**Your assignment**
Print every entry below again. Nothing may differ from the original.

== Segment start ==

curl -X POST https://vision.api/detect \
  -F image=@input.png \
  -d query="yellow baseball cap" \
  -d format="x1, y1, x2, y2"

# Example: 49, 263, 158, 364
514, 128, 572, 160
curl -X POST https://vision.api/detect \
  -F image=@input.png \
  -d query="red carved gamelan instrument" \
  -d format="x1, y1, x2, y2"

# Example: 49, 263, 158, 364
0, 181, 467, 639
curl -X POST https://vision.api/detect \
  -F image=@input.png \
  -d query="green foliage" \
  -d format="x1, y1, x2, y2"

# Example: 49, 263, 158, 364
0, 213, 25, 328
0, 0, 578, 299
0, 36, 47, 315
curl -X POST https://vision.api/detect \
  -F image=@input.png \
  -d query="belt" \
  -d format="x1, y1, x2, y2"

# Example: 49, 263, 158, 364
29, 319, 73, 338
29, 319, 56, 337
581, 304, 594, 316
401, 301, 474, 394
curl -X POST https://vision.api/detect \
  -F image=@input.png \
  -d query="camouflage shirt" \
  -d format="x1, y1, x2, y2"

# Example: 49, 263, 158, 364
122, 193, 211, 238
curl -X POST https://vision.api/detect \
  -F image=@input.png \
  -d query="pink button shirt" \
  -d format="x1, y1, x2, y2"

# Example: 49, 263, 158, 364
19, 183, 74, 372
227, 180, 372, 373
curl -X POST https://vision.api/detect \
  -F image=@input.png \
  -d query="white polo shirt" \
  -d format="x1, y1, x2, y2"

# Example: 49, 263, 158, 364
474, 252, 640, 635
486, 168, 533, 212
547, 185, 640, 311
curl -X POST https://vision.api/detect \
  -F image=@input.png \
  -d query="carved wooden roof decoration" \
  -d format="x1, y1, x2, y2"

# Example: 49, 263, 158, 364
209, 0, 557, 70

== Segment end ==

**Exercise output**
curl -X POST https://vision.api/detect \
  -F image=@input.png \
  -d query="yellow baseball cap" \
  -d format="x1, y1, x2, y2"

# Example: 49, 263, 158, 364
514, 128, 572, 160
curl -X POST https://vision.api/detect \
  -F image=@input.png \
  -d query="red carved gamelan instrument" \
  -d format="x1, y1, x2, y2"

# Example: 49, 263, 158, 364
0, 181, 467, 639
curl -X POST https://vision.api/detect \
  -F image=@input.png \
  -d query="green foliage" \
  -d format="x1, y1, x2, y2"

# Example: 49, 263, 158, 364
0, 213, 25, 328
0, 0, 578, 299
0, 36, 47, 315
curl -X POST https://vision.api/detect \
  -F image=@input.png \
  -d query="belt" \
  -d format="x1, y1, x2, y2"

# Example: 49, 263, 158, 364
29, 319, 73, 338
29, 319, 56, 337
581, 304, 594, 316
401, 301, 474, 394
curl -X POST https://vision.api/detect \
  -F image=@input.png \
  -d query="camouflage shirt" \
  -d format="x1, y1, x2, y2"

# Example: 49, 263, 158, 364
122, 193, 211, 238
curl -X POST https://vision.api/detect \
  -F image=@input.png \
  -d query="pink button shirt" \
  -d format="x1, y1, x2, y2"

# Example: 49, 263, 158, 364
19, 183, 74, 372
227, 180, 372, 373
curl -X POST https://vision.api/detect \
  -F image=@input.png \
  -d query="white polo shirt" \
  -d format="x1, y1, x2, y2"

# Example: 49, 263, 158, 364
474, 252, 640, 635
486, 168, 533, 212
547, 185, 640, 311
curl -X POST https://vision.api/detect \
  -F image=@input.png \
  -d query="carved wooden roof decoration" \
  -d format="x1, y1, x2, y2"

# Example: 49, 263, 158, 364
209, 0, 557, 70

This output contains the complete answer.